**Challenge A:** In the records, lay out everything from the line containing "Spot the white concrete wall here." down to the line containing "95;18;331;103" as a numbered list, leaving out blank lines. Include nothing outside that range.

**Passage given:**
** Start **
= By-elections to the 15th Canadian Parliament =

By-elections to the 15th Canadian Parliament were held to elect members of the House of Commons of Canada between the 1925 federal election and the 1926 federal election. Initially the Liberal Party of Canada and the Progressive Party of Canada formed a coalition government for the 15th Canadian Parliament, following the King–Byng Affair the Conservative Party of Canada was given a minority government, which dissolved quickly.

The list includes a Ministerial by-election which occurred due to the requirement that Members of Parliament recontest their seats upon being appointed to Cabinet. These by-elections were almost always uncontested. This requirement was abolished in 1931.
** End **
**Challenge B:** Repeat the passage on the by-elections to the 15th Canadian Parliament word for word.

[Detection examples]
** Start **
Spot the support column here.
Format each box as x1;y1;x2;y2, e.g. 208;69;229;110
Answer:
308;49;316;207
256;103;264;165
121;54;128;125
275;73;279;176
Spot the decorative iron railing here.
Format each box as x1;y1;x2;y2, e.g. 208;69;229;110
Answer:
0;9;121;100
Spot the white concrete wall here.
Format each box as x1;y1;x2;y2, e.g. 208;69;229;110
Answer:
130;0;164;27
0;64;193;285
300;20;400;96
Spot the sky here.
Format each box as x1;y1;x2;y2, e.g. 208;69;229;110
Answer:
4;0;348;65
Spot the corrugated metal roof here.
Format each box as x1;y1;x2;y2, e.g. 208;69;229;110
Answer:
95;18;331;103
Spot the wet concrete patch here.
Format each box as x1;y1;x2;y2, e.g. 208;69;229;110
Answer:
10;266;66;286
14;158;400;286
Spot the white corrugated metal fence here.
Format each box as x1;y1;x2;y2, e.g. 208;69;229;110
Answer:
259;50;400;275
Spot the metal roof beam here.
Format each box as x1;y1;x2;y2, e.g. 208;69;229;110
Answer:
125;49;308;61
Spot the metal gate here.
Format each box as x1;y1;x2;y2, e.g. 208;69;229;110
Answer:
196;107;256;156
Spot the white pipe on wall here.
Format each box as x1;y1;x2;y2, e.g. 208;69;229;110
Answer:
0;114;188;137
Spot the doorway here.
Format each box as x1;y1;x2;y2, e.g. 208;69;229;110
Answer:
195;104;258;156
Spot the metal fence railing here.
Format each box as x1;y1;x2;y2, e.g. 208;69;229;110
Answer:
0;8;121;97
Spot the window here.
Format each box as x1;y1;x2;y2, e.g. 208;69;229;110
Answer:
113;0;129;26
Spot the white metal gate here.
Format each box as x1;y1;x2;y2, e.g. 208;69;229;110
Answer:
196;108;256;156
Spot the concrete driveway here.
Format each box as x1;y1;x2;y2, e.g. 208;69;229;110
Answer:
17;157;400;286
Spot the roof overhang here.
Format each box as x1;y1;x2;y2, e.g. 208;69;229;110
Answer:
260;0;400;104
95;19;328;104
** End **
**Answer A:**
1. Spot the white concrete wall here.
2. Format each box as x1;y1;x2;y2, e.g. 208;69;229;110
3. Answer:
4. 130;0;164;27
5. 0;64;193;285
6. 300;20;400;96
7. Spot the sky here.
8. Format each box as x1;y1;x2;y2, e.g. 208;69;229;110
9. Answer:
10. 4;0;348;65
11. Spot the corrugated metal roof here.
12. Format each box as x1;y1;x2;y2, e.g. 208;69;229;110
13. Answer:
14. 95;18;331;103

**Answer B:**
= By-elections to the 15th Canadian Parliament =

By-elections to the 15th Canadian Parliament were held to elect members of the House of Commons of Canada between the 1925 federal election and the 1926 federal election. Initially the Liberal Party of Canada and the Progressive Party of Canada formed a coalition government for the 15th Canadian Parliament, following the King–Byng Affair the Conservative Party of Canada was given a minority government, which dissolved quickly.

The list includes a Ministerial by-election which occurred due to the requirement that Members of Parliament recontest their seats upon being appointed to Cabinet. These by-elections were almost always uncontested. This requirement was abolished in 1931.